▼

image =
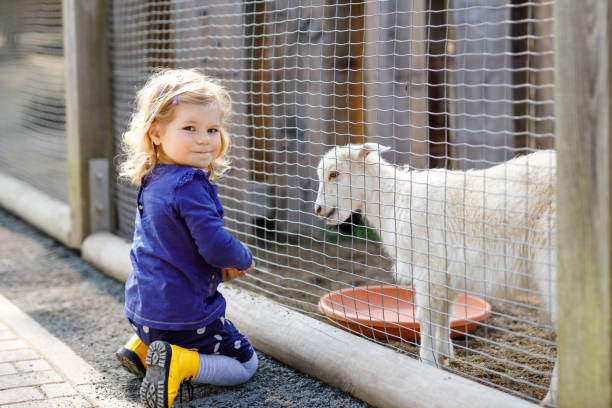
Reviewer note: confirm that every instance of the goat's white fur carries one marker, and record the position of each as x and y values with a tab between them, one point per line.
487	232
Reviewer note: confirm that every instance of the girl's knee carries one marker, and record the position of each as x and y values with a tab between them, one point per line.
250	366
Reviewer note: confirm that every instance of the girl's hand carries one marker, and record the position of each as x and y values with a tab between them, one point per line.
233	273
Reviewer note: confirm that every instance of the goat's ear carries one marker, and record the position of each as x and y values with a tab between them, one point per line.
368	148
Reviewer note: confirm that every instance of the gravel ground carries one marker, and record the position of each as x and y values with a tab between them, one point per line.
83	308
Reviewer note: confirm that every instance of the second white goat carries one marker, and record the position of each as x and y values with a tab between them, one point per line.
486	232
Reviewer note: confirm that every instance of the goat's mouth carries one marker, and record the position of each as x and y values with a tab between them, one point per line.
331	220
328	216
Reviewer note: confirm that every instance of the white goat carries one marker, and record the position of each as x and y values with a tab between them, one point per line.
485	232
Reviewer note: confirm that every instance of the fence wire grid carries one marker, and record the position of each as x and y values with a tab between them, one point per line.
33	142
448	85
454	89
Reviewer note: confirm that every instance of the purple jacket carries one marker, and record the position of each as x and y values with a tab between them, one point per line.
179	249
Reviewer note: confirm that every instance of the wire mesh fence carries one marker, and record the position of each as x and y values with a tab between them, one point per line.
33	138
454	88
455	85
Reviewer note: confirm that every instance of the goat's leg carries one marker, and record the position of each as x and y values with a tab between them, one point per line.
432	314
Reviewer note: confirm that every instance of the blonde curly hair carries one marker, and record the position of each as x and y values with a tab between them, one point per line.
157	101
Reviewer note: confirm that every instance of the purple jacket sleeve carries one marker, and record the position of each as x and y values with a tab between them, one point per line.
204	221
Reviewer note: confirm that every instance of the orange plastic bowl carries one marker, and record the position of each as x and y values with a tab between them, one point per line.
389	312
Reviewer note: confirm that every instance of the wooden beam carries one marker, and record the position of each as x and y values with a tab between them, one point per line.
88	117
582	105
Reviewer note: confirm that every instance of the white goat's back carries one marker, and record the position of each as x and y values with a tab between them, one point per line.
488	231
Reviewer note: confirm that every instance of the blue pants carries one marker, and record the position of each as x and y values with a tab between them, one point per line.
219	337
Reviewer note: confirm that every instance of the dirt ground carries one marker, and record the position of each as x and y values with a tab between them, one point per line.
510	351
84	309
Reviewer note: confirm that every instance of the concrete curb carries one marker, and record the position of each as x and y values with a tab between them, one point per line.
40	370
369	371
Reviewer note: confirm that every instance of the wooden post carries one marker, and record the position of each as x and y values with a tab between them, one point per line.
582	103
88	117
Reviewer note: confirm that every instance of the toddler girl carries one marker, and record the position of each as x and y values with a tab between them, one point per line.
175	146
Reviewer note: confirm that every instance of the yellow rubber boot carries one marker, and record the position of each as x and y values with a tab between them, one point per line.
168	366
132	356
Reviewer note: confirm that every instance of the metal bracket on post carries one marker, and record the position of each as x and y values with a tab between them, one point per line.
99	195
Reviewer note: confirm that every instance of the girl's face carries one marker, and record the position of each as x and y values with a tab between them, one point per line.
192	138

▲

■ YOUR TASK: Find "Reviewer note: confirm that every instance of the blue" in the data above, then repeat that line and all lines after it exactly, ending with the final line.

■ RESPONSE TO THIS TASK:
Reviewer note: confirm that every instance of the blue pants carries one marker, and record the position of each as x and y values with a tab between them, one point per line.
219	337
Reviewer note: confirm that every instance of the dirt ground carries one marker, and record the position of each as x and y values with a tab between them, one point per line.
510	351
84	309
Reviewer note: confirm that every instance of the concrete curb carries one marker, and record the position of each as x and y values with a tab between them, one point per line.
40	370
369	371
Reviewer note: confirm that every instance of the wooden post carries one marker, and record the position of each as x and y values with a tab between them, one point per line.
582	103
88	117
Reviewer note: confirm that every instance of the toddler girl carries one marker, and record the position of each as x and y values with a tab between them, one point per line.
175	146
Reviewer note: confirm that every instance of the yellow rubber boot carries one marker, and record the position of each as x and y values with a tab between them, one point per line.
168	366
132	356
Reviewer note: confirm that every instance of the metal bracket on post carries one marker, and record the position of each as x and y values with a tab between them, one point per line.
99	195
Reviewer note: confirm that every instance of the girl's face carries one marker, and record the position of each as x and y values with a tab between them, one point per line.
192	138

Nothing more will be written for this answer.